Short problem A: Transcribe the part of the Le Guin passage that opens with the words containing "Though I had" and closes with "1969/2017, pp. 11–12)".
Short problem B: In the Le Guin passage, what does Sarah Hrdy (2006) say researchers' own gender identities can do?
Short problem C: List each source cited in the Le Guin passage, giving the author's surname and the year as shown, with each source listed once.

Le Guin poses a similar challenge to gender essentialism by problematizing the scientific basis on which it rests. Mona Fayad (1997) observes that through LHD’s presentation of truth as relative and Genly’s narration as severely limited, “Le Guin draws attention to the fallibility of the supposed neutrality of the scientific eye” (p. 65). The text opens with Genly asserting “that Truth is a matter of the imagination” and encouraging readers to “choose the fact you like best” (Le Guin, 1969/2017, p. 1), in stark contrast to the scientific ideal of objective, universal truth. Further, Genly’s unreliable narration throughout the novel highlights the biases prevalent in scientific observation. Sarah Hrdy (2006) notes that researchers’ own gender identities can distort their conclusions by focusing attention on different aspects of phenomena under scrutiny (p. 147).[3] Several critics argue that Genly, too, falls prey to such cognitive limitations because of his sociocultural background (Cornell, 2001; Fayad, 1997; Pennington, 2000). His male identity leads him to interpret Gethen through a gendered lens, despite the androgyny of its inhabitants:

Though I had been nearly two years on Winter I was still far from being able to see the people of the planet through their own eyes. I tried to, but my efforts took the form of self-consciously seeing a Gethenian first as a man, then as a woman, forcing him into those categories so irrelevant to his nature and so essential to my own. (Le Guin, 1969/2017, pp. 11–12)

Raw data:
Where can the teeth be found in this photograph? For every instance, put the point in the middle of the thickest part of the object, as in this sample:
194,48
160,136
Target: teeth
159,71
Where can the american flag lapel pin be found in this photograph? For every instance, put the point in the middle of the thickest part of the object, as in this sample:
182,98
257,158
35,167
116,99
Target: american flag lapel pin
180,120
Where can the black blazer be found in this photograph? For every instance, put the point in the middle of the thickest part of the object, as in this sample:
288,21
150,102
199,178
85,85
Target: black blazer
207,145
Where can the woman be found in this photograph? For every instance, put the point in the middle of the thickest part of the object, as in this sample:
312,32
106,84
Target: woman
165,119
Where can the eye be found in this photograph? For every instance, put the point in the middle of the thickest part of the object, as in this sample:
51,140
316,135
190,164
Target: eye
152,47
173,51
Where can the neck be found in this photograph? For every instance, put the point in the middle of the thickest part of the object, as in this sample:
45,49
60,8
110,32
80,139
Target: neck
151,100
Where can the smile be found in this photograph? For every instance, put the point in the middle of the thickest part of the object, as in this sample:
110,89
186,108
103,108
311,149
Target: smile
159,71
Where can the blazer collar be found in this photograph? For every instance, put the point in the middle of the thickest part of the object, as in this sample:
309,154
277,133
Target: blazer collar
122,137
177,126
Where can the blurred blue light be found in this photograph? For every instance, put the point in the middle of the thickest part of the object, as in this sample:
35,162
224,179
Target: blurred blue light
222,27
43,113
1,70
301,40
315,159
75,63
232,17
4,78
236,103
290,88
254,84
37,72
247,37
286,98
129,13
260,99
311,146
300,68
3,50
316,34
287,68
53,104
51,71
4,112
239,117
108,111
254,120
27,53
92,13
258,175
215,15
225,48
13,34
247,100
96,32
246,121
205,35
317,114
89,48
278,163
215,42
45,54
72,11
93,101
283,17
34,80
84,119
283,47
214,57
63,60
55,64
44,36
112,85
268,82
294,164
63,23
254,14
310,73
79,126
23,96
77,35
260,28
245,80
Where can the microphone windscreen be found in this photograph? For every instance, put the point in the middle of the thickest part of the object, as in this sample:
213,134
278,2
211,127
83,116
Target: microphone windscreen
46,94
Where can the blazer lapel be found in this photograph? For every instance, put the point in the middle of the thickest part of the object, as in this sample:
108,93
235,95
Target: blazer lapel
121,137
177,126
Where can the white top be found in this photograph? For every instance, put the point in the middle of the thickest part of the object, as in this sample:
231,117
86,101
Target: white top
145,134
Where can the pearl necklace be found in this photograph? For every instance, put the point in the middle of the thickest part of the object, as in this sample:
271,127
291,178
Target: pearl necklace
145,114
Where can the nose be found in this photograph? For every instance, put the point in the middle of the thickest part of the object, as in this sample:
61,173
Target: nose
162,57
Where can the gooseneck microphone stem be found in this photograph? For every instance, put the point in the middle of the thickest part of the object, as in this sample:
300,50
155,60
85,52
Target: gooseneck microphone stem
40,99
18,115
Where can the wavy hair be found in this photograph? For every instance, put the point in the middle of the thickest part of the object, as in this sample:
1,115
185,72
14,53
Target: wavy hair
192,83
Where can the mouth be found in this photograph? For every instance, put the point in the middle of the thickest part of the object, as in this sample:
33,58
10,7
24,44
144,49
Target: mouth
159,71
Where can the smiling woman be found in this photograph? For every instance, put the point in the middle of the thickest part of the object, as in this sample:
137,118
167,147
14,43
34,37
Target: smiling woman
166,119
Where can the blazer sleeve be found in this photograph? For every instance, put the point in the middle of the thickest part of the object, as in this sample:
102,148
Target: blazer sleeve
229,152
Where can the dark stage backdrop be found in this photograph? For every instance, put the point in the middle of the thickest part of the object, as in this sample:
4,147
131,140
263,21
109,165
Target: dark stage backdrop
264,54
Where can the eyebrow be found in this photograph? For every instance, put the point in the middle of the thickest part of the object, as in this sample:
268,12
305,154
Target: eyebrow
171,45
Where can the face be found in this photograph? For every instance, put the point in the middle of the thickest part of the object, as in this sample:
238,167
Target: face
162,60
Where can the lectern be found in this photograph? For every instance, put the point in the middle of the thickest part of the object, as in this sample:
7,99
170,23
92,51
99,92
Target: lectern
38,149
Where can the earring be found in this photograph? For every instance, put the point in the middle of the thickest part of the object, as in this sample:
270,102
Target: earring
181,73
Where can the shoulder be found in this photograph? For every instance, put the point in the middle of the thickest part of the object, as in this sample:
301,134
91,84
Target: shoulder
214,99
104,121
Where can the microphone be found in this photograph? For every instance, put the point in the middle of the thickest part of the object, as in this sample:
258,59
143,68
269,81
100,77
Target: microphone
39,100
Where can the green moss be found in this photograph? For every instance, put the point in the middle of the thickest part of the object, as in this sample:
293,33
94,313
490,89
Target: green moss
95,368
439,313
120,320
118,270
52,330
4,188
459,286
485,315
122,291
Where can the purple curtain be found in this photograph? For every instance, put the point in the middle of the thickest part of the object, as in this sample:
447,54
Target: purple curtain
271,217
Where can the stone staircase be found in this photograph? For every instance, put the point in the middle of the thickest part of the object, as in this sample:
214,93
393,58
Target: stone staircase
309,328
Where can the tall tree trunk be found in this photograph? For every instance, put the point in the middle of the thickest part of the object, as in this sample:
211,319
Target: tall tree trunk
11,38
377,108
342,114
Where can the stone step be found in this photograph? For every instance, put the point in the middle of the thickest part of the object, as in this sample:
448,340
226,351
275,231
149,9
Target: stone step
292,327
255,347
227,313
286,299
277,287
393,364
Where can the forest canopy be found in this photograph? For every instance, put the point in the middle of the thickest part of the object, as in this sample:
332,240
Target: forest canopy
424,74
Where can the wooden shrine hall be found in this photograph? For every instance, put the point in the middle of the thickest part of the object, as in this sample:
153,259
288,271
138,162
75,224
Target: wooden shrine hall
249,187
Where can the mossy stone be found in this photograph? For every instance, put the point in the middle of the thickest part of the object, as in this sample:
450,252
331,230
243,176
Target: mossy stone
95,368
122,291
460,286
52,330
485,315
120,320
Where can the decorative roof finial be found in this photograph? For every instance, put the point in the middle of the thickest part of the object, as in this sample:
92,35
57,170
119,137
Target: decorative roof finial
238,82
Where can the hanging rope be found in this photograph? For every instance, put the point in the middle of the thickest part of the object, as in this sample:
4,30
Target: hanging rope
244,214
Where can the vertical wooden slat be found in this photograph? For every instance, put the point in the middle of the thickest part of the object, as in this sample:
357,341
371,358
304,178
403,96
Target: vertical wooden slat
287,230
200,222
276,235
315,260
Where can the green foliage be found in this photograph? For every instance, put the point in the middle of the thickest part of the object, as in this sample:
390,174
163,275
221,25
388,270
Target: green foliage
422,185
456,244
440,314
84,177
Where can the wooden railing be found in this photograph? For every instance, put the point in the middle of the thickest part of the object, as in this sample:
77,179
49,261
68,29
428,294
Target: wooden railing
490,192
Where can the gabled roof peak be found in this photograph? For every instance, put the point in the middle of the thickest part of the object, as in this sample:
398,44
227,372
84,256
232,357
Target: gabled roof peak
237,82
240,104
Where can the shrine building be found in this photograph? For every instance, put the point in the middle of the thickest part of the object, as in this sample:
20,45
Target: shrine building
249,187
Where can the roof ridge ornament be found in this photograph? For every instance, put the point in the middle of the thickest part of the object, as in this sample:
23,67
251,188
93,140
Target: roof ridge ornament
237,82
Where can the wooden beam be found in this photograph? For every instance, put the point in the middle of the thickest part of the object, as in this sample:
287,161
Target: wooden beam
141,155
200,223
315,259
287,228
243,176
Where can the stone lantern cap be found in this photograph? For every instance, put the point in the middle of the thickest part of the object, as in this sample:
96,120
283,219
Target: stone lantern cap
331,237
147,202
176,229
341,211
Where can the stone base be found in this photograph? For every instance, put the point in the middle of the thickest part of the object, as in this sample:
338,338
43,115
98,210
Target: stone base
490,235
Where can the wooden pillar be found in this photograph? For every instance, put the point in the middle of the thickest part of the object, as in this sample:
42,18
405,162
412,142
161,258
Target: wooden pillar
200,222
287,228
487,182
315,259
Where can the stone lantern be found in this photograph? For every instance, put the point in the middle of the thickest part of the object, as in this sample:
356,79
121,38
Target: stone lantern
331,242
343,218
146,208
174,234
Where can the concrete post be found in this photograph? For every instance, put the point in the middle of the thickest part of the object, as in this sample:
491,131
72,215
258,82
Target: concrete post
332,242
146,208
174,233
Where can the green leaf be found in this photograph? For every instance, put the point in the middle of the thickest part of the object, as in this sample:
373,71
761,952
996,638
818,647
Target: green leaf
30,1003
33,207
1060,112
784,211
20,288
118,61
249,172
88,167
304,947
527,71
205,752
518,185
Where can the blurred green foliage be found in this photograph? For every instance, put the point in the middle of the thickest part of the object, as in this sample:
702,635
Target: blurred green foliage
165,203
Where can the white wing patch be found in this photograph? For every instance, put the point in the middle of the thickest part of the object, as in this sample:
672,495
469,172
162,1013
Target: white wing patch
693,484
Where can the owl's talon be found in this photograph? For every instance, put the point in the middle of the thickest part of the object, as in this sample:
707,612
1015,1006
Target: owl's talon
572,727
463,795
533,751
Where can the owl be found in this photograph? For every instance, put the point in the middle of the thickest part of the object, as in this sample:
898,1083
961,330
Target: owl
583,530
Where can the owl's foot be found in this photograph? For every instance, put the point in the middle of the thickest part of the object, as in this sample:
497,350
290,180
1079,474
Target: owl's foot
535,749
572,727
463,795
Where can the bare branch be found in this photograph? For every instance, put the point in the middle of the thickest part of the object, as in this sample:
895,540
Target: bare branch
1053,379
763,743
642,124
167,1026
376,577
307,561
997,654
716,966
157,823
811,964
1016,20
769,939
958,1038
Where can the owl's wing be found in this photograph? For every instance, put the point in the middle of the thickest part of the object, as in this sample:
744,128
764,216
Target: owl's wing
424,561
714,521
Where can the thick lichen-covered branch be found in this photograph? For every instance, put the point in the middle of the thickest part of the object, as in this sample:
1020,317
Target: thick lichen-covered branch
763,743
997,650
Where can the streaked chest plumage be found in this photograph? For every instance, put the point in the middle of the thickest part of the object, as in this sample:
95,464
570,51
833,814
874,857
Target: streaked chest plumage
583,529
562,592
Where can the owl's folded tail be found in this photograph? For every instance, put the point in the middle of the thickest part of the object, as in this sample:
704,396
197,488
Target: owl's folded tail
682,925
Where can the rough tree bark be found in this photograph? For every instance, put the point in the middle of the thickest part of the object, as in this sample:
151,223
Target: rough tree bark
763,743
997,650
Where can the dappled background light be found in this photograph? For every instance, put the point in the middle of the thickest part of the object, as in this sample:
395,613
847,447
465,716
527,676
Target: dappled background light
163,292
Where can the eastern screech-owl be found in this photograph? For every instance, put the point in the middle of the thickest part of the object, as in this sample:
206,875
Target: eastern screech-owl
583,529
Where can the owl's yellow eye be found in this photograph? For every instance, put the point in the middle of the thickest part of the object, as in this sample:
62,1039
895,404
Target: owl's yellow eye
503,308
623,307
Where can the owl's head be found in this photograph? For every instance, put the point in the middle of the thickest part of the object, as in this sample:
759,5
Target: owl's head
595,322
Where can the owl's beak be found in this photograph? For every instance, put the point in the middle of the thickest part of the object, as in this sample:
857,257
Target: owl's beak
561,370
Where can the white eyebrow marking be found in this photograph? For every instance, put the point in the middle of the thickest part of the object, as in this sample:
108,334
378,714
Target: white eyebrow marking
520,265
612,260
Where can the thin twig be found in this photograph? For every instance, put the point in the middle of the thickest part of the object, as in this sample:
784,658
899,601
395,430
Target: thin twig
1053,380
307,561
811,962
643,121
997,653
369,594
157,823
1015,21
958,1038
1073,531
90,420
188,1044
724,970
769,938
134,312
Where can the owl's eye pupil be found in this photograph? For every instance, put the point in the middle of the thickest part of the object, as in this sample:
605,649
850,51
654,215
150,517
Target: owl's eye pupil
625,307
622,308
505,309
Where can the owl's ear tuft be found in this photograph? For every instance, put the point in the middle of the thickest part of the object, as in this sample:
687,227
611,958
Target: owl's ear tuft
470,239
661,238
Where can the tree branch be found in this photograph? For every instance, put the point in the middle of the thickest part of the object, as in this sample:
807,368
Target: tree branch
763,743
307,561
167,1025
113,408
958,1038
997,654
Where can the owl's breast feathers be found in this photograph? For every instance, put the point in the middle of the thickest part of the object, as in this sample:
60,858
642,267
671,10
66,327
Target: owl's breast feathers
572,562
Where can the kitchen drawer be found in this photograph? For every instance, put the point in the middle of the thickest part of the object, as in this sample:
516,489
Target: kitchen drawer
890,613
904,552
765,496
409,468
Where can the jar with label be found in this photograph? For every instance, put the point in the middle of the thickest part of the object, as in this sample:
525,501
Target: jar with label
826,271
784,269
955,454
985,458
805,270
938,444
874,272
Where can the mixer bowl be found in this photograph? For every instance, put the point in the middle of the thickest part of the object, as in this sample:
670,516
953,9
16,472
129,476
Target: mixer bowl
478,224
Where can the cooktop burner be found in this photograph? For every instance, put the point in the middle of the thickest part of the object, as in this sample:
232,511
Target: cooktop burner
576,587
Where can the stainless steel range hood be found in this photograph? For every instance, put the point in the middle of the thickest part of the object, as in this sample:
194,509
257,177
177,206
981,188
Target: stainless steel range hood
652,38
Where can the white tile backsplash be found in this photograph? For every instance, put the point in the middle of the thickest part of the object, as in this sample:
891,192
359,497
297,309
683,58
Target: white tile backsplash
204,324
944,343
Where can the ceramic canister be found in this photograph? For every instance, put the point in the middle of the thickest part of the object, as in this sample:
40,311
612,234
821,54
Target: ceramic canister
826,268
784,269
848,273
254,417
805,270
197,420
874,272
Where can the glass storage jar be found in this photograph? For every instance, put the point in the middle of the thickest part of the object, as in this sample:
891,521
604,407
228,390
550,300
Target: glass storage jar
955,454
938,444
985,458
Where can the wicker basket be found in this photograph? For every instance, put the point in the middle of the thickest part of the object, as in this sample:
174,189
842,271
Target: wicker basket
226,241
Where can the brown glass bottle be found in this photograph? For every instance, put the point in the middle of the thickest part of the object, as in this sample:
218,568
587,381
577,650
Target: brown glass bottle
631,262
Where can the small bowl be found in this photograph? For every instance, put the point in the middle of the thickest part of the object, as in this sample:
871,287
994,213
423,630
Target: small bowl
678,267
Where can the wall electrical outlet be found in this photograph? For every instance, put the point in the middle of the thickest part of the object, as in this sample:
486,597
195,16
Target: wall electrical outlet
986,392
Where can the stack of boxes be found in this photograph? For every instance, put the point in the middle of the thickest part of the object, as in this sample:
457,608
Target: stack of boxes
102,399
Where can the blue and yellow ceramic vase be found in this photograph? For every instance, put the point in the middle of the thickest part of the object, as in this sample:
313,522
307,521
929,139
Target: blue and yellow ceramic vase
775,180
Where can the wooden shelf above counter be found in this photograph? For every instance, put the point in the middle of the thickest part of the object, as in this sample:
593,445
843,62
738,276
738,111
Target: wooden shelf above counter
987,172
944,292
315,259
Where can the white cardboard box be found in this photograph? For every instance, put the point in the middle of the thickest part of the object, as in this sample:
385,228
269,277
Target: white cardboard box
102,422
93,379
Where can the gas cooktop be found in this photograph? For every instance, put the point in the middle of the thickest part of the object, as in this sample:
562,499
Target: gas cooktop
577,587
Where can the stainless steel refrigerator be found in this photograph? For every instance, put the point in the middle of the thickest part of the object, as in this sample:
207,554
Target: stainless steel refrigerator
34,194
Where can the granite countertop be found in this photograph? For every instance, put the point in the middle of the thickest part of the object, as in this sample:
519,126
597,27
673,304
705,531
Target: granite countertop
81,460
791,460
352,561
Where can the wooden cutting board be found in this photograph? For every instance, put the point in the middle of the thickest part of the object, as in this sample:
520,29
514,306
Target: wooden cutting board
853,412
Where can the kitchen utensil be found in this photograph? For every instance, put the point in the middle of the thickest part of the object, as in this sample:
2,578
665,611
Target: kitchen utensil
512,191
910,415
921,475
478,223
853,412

Expected output A:
Though I had been nearly two years on Winter I was still far from being able to see the people of the planet through their own eyes. I tried to, but my efforts took the form of self-consciously seeing a Gethenian first as a man, then as a woman, forcing him into those categories so irrelevant to his nature and so essential to my own. (Le Guin, 1969/2017, pp. 11–12)

Expected output B: They can distort researchers' conclusions by focusing attention on different aspects of the phenomena under scrutiny.

Expected output C:
- Fayad, 1997
- Le Guin, 1969/2017
- Hrdy, 2006
- Cornell, 2001
- Pennington, 2000